◆ **SUPPLIED ENTRIES**:
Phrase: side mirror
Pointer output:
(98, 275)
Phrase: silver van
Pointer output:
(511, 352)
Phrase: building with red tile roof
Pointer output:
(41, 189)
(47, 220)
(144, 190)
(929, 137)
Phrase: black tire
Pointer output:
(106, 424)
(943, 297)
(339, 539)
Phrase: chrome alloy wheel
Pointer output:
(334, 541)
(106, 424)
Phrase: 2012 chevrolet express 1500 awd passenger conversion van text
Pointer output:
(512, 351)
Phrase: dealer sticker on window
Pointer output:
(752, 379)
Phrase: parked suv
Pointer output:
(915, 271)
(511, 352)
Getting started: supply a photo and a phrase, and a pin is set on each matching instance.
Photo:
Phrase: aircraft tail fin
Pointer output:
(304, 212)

◆ **DESCRIPTION OF THE TASK**: All entries are to be repeated exactly and completely.

◆ **SOLUTION FOR THIS EXERCISE**:
Phrase: side mirror
Pointer output:
(98, 275)
Phrase: silver van
Pointer output:
(511, 352)
Phrase: building with red tile roof
Pointer output:
(41, 189)
(47, 220)
(144, 190)
(929, 137)
Phrase: black tire
Pointer output:
(106, 424)
(943, 297)
(339, 539)
Phrase: chrome alloy wheel
Pointer output:
(334, 541)
(106, 424)
Phrase: 2012 chevrolet express 1500 awd passenger conversion van text
Pointer output:
(512, 351)
Phrase: dealer sticker on window
Pointer output:
(752, 379)
Phrase: parked suv
Pointer output:
(915, 271)
(511, 352)
Getting started: supply a photo and a phrase, and a pin is set on each matching instance.
Photo:
Phrase: aircraft tail fin
Pointer output:
(304, 212)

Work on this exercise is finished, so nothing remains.